## [Extract provided]
<<<<

The Gawler Craton is an extensive region of Archean to Mesoproterozoic crystalline basement underlying approximately 440,000 km² of central South Australia.

Age of major events

• Felsic magmatism of the Cooyerdoo Granite and associated tonalite-trondhjemite-granodiorite (TTG) basement (~3400–3150 Ma)
• Felsic magmatism of the Coolanie Gneiss (~2820 Ma)
• Bimodal magmatism and sedimentation of the Sleaford and Mulgathing complexes (~2560–2470 Ma)
• Sleaford Orogeny (~2470–2410 Ma)
• Felsic magmatism of the Miltalie Gneiss and equivalents (~2000 Ma)
• Craton-wide sedimentation and bimodal magmatism (~2000–1730 Ma)
• Cornian Orogeny (~1855–1845 Ma); metamorphism and bimodal magmatism of the Donington Suite (1850 Ma)

>>>>

## [Given instruction A]
In the records below, reproduce word for word every line from the one containing "cuff and put a dot on each instance?" through the end of the records.
The records that come next are unrelated to the passage on the Gawler Craton.

## [Provided information]
<<<<

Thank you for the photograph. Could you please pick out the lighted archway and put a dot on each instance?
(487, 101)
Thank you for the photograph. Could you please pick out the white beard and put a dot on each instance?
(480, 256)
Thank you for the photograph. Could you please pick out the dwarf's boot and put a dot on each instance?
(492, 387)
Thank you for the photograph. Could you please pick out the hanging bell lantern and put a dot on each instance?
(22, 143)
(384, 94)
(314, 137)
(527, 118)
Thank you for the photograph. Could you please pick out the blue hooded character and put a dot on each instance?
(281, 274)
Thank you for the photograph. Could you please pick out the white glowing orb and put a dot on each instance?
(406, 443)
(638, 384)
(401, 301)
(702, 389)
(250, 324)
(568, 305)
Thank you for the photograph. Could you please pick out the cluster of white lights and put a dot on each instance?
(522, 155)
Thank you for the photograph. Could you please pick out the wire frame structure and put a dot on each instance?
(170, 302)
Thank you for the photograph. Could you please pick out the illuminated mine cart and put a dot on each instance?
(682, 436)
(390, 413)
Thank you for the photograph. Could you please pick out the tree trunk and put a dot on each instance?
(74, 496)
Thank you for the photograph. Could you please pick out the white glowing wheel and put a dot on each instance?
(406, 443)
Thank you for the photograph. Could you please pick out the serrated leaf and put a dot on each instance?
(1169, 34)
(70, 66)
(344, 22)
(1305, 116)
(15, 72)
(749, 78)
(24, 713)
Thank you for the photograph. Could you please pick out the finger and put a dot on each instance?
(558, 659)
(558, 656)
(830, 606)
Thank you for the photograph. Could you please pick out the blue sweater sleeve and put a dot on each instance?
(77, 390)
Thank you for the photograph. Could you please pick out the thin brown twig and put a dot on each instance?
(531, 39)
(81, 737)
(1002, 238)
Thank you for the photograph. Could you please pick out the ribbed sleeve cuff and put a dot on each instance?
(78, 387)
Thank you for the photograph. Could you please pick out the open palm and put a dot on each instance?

>>>>

## [Given instruction B]
According to the passage on the Gawler Craton, during what span of time did the Sleaford Orogeny take place?

## [Task output A]
Thank you for the photograph. Could you please pick out the ribbed sleeve cuff and put a dot on each instance?
(78, 387)
Thank you for the photograph. Could you please pick out the open palm and put a dot on each instance?

## [Task output B]
About 2470–2410 Ma.